What the exercise asks:
Please write back every entry exactly, character for character.
====== Data for processing
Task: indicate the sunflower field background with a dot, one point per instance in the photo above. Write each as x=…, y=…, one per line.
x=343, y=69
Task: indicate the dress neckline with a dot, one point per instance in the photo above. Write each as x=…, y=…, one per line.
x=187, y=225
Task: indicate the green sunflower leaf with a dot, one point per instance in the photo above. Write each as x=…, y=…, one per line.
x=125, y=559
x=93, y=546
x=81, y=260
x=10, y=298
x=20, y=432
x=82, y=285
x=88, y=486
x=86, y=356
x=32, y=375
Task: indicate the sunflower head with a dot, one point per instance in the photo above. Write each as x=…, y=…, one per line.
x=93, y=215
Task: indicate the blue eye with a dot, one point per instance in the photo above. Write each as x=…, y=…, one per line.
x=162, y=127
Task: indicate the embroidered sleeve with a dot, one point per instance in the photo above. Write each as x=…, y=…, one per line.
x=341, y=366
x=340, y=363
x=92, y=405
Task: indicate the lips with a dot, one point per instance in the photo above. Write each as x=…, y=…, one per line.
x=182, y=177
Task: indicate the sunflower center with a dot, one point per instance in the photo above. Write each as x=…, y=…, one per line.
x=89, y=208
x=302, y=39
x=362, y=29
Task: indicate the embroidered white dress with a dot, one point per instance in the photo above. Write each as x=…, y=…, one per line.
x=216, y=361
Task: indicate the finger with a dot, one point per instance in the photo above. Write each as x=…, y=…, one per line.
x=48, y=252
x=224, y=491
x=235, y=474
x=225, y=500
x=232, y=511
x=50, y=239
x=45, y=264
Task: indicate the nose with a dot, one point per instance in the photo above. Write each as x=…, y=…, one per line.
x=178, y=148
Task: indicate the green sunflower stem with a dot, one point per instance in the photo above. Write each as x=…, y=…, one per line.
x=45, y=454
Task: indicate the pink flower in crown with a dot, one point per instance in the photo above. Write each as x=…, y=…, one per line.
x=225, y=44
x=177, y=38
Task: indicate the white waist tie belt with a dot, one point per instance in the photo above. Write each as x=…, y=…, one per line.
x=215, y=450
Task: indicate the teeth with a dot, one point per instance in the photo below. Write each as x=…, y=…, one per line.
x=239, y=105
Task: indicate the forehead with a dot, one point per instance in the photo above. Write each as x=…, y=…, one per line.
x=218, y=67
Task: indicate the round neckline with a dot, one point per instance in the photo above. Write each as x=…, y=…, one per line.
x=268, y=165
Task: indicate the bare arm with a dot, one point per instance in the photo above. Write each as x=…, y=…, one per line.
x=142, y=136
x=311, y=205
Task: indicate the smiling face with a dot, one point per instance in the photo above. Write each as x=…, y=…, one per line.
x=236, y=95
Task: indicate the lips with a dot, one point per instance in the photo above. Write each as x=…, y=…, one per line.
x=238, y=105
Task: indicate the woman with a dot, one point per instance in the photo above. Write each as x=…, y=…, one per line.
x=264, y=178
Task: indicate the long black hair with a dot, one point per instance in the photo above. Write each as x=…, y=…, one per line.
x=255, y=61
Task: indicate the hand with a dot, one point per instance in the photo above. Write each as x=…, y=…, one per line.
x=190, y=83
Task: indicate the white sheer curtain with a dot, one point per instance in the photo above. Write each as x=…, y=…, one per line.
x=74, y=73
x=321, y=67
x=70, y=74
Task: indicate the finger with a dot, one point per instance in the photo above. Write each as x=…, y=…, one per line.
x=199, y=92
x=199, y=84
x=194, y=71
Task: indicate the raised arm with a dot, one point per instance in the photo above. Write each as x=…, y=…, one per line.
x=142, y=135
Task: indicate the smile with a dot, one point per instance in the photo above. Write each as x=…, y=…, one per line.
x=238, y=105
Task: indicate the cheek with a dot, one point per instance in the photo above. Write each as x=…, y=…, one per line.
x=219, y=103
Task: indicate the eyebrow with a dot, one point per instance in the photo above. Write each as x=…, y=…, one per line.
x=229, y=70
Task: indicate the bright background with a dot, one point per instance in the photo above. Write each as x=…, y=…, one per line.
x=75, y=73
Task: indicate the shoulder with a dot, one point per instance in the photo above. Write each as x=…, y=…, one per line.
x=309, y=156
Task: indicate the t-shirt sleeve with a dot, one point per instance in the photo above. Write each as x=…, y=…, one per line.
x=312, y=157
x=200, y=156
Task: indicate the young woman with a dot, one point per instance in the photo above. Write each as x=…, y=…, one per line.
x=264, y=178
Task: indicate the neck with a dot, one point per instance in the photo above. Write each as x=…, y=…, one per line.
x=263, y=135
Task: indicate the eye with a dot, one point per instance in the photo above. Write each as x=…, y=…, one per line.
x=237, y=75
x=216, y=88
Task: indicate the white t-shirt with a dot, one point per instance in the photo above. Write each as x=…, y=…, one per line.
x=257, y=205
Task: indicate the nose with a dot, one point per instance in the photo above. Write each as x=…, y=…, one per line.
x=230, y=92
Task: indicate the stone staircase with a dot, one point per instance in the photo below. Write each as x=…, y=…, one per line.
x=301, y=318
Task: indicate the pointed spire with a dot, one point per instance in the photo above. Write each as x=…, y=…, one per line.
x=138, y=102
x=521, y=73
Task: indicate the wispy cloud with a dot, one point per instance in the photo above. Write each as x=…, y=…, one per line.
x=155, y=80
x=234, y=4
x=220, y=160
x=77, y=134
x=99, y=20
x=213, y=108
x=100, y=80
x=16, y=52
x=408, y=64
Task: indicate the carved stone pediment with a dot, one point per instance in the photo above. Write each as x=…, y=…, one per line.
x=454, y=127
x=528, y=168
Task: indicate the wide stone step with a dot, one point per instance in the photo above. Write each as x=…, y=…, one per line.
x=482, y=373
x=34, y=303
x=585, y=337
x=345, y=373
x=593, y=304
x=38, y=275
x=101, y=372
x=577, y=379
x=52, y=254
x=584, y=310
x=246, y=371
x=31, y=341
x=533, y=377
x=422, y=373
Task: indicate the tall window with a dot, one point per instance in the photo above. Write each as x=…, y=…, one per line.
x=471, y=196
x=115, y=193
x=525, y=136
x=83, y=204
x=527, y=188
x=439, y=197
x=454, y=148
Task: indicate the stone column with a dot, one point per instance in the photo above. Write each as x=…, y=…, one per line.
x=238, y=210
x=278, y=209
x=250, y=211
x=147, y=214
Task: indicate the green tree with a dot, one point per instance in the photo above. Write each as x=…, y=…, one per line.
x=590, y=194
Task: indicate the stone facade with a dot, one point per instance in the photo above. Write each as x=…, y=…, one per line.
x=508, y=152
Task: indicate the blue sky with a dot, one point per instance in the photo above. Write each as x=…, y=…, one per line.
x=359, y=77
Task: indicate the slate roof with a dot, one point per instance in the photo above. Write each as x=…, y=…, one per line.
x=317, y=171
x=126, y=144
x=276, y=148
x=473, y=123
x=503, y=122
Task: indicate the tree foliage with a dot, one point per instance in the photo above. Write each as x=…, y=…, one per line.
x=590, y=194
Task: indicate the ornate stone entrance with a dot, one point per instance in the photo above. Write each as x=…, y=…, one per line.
============
Task output:
Task: indicate the sunflower field background with a dot, one point per instance in the photo above. Write each as x=…, y=…, one per line.
x=343, y=69
Task: indicate the dress neckline with a dot, one point per instance in the photo above. Write each as x=…, y=…, one per line.
x=187, y=225
Task: indicate the green sunflower leaf with a dot, one point per instance in the photo above. Write each as x=…, y=…, one per line.
x=125, y=559
x=93, y=546
x=81, y=260
x=10, y=298
x=20, y=432
x=82, y=285
x=88, y=486
x=86, y=356
x=32, y=375
Task: indicate the sunflower head with a dot, one point per instance in the photo above. Write each as x=…, y=…, one per line.
x=93, y=215
Task: indicate the blue eye with a dot, one point per instance in the photo above. Write each as x=…, y=…, one per line.
x=162, y=127
Task: indicate the embroidered sleeve with a dot, one point per instance in the photo above. Write each as x=…, y=…, one per line.
x=341, y=366
x=340, y=363
x=92, y=405
Task: indicate the lips with a dot, one point per instance in the photo above. Write each as x=…, y=…, one per line.
x=182, y=177
Task: indicate the sunflower center with a dot, one point per instance in the photo above. Write each as x=…, y=…, one per line.
x=89, y=208
x=302, y=39
x=362, y=29
Task: indicate the embroidered white dress with a dot, one point per instance in the photo above. Write each as x=…, y=…, one per line.
x=216, y=361
Task: indicate the finger with a dot, one point per instance in the photo above. Write each as x=…, y=…, one per line.
x=48, y=252
x=224, y=491
x=235, y=474
x=225, y=500
x=232, y=511
x=50, y=239
x=45, y=264
Task: indicate the nose with a dot, one point per instance in the photo above. Write each as x=…, y=…, one per line.
x=178, y=148
Task: indicate the green sunflower stem with a dot, one point per instance in the photo above. Write each as x=…, y=…, one per line.
x=45, y=454
Task: indicate the pink flower in crown with a dot, one point per instance in the photo above. Write each as x=…, y=…, one per line.
x=225, y=44
x=177, y=38
Task: indicate the white waist tie belt with a dot, one point per instance in the photo above. Write each as x=…, y=…, one per line.
x=215, y=450
Task: indicate the teeth with a dot, one point per instance in the photo below. Write each as x=…, y=…, one per line.
x=239, y=105
Task: indicate the forehead with a dot, one point per instance in the photo above. Write each as x=…, y=…, one per line.
x=218, y=67
Task: indicate the round neckline with a dot, one point per instance in the photo above. Write each as x=…, y=…, one per line.
x=268, y=165
Task: indicate the bare arm with a dot, one point per instance in the photo above. Write each as x=…, y=…, one per line.
x=142, y=136
x=311, y=205
Task: indicate the smiling face with a dot, one point per instance in the photo above. Write each as x=…, y=…, one per line.
x=236, y=95
Task: indicate the lips with a dot, one point per instance in the photo above. Write each as x=…, y=…, one per line.
x=238, y=105
Task: indicate the woman with a dot, one point per instance in the photo above. Write each as x=…, y=…, one per line.
x=264, y=178
Task: indicate the long black hair with a dot, one point per instance in the photo above. Write each as x=…, y=…, one per line.
x=255, y=61
Task: indicate the hand with a dot, one point per instance in the photo above. Write each as x=…, y=…, one per line.
x=190, y=83
Task: indicate the white sheer curtain with a dot, one point per instance in the photo above. Write each as x=…, y=…, one per line.
x=74, y=73
x=321, y=67
x=70, y=74
Task: indicate the finger with a dot, one point per instance in the photo above. Write each as x=…, y=…, one per line.
x=199, y=92
x=199, y=84
x=194, y=71
Task: indicate the raised arm with a dot, one point per instance in the photo above. Write each as x=…, y=…, one per line.
x=142, y=135
Task: indicate the smile with a dot, one point per instance in the photo above. Write each as x=…, y=…, one per line.
x=238, y=105
Task: indicate the cheek with a dot, one point per instance in the photo above. Write each as x=…, y=…, one per line.
x=219, y=103
Task: indicate the eyebrow with a dot, one point per instance in the photo above. Write each as x=…, y=…, one per line.
x=229, y=70
Task: indicate the bright background with a dot, one point per instance in the photo above. Write each as x=…, y=…, one per line.
x=75, y=73
Task: indicate the shoulder with a dot, one point per instance in the photo above. Write each as x=…, y=…, one per line.
x=309, y=156
Task: indicate the t-shirt sleeve with a dot, one point per instance in the photo above. Write each as x=…, y=…, one per line.
x=312, y=157
x=200, y=156
Task: indicate the young woman with a dot, one point per instance in the photo above. Write each as x=…, y=…, one per line.
x=264, y=178
Task: indicate the neck with a dot, one point per instance in the photo above. Write each as x=…, y=…, one per line.
x=263, y=135
Task: indicate the eye with a dot, one point per instance in the photo above. Write each as x=…, y=…, one per line.
x=237, y=75
x=216, y=88
Task: indicate the white t-shirt with a dot, one point per instance in the photo above. Write each as x=…, y=…, one per line.
x=257, y=205
Task: indicate the nose with a dot, one point per instance in the photo above. Write each as x=…, y=…, one per line.
x=230, y=92
Task: indicate the stone staircase with a dot, one point per instance in the photo below. Write each as x=…, y=…, one per line.
x=301, y=318
Task: indicate the pointed spire with a dot, one point per instance in the photo above. Write each as x=…, y=…, one per line.
x=138, y=102
x=521, y=73
Task: indicate the wispy cloud with a dot, one point per instance in the photo above. Write each as x=…, y=…, one per line.
x=155, y=80
x=234, y=4
x=220, y=160
x=77, y=134
x=99, y=20
x=213, y=108
x=100, y=80
x=16, y=52
x=408, y=64
Task: indicate the carved stone pediment with a dot, one point per instance in the photo above. Write each as x=…, y=…, one per line.
x=454, y=127
x=528, y=168
Task: indicate the wide stone step with a dot, one point per instance in the photo above. Write each as x=…, y=…, one per line.
x=482, y=373
x=34, y=303
x=585, y=337
x=345, y=373
x=593, y=304
x=38, y=275
x=101, y=372
x=577, y=379
x=52, y=254
x=584, y=310
x=246, y=371
x=31, y=341
x=533, y=377
x=422, y=373
Task: indicate the tall window with a dot, one point per instance in the photo above. Write each as x=…, y=…, one per line.
x=471, y=196
x=115, y=193
x=525, y=136
x=83, y=204
x=527, y=188
x=439, y=197
x=454, y=148
Task: indicate the stone column with a dot, one point per instance in the photo above. Write each as x=…, y=…, one per line.
x=238, y=210
x=278, y=209
x=250, y=211
x=147, y=214
Task: indicate the green tree with a dot, one point per instance in the photo above. Write each as x=…, y=…, one per line.
x=590, y=194
Task: indicate the stone facade with a dot, one point per instance in the photo above. Write each as x=…, y=…, one per line.
x=508, y=152
Task: indicate the blue sky with a dot, one point per instance in the photo above. Write each as x=…, y=…, one per line.
x=359, y=77
Task: indicate the slate roof with a dot, one point per instance in the photo above. Write each as x=…, y=…, one per line.
x=317, y=171
x=126, y=144
x=276, y=148
x=473, y=123
x=503, y=122
Task: indicate the tree foliage with a dot, one point per instance in the photo above. Write each as x=…, y=…, one per line.
x=590, y=194
Task: indicate the ornate stone entrance with a dot, one point per instance in the photo above. Write each as x=…, y=…, one per line.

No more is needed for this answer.